Turn the lines of the records below into a numbered list, skipping any blank lines. Leave the pictures out.
━━━
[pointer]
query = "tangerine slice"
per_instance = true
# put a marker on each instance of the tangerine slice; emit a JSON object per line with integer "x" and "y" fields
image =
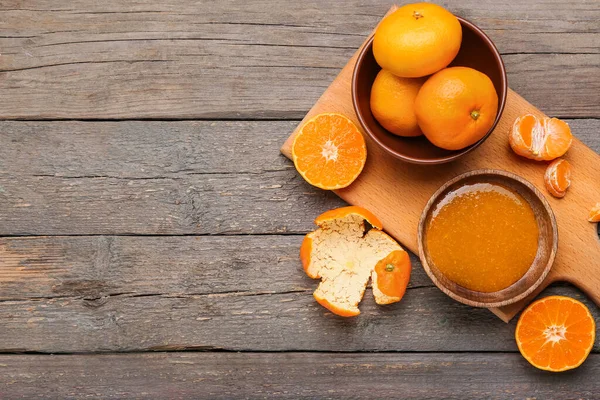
━━━
## Answer to the exercise
1. [pointer]
2. query = "tangerine slice"
3. per_instance = true
4. # put a marker on each instance of the tangerine slice; emit a JSON object per line with integer "x" and "y" fields
5. image =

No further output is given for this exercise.